**Point labeling examples:**
--------

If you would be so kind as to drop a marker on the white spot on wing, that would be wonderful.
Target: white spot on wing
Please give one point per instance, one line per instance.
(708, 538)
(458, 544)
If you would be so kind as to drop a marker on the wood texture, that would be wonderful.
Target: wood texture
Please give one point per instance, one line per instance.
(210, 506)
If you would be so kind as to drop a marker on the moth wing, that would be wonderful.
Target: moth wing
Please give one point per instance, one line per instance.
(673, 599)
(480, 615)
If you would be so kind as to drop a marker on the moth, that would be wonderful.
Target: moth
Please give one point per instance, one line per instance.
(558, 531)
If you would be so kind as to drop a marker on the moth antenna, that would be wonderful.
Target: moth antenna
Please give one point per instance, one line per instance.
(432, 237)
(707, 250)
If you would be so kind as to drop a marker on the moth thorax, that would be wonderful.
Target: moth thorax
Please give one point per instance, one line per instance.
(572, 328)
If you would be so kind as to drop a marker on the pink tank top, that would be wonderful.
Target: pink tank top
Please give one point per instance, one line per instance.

--------

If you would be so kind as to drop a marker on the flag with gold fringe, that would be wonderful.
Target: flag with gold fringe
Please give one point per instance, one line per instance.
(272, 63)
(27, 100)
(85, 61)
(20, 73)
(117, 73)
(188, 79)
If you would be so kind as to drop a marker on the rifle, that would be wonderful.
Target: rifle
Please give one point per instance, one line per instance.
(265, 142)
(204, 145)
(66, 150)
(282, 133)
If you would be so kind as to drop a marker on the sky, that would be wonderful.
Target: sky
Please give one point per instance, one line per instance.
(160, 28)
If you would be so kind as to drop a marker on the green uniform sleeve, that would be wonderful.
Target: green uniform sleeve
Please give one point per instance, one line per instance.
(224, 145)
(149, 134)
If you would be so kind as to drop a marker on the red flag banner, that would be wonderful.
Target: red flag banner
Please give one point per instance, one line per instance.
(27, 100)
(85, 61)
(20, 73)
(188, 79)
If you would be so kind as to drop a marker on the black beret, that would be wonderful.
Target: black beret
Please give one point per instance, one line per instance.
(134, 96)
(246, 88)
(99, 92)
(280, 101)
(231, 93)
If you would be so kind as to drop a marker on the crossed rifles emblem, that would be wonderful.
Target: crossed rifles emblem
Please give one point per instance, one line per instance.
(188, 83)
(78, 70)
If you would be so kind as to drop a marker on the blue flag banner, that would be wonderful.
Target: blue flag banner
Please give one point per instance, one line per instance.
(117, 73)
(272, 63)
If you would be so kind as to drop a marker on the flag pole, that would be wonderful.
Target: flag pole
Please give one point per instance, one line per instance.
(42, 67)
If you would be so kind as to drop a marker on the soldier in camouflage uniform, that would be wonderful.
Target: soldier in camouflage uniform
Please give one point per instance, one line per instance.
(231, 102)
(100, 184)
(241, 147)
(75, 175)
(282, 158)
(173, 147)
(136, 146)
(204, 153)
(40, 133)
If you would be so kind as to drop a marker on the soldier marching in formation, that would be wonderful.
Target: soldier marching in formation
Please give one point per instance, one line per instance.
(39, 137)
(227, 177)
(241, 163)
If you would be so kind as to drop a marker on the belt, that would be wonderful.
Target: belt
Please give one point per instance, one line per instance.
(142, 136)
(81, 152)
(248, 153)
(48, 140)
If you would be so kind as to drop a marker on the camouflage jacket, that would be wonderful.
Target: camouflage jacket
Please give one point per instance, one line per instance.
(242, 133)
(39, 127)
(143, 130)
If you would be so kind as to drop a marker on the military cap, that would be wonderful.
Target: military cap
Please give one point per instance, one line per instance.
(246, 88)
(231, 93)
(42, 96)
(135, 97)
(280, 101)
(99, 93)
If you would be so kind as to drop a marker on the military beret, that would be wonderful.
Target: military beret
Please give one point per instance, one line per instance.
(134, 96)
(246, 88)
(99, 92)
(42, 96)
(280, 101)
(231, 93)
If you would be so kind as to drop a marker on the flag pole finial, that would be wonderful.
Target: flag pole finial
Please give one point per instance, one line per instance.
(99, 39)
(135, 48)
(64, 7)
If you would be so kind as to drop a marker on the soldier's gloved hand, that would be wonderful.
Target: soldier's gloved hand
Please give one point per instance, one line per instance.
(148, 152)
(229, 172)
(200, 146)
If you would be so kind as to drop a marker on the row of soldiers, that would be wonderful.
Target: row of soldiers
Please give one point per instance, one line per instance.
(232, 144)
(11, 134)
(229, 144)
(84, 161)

--------

Please locate each line in the records that contains the word "rifles" and copy those lines out.

If you would be so kind as to drop a marker on the crossed rifles emblem, that would be wonderful.
Target: crossed rifles emblem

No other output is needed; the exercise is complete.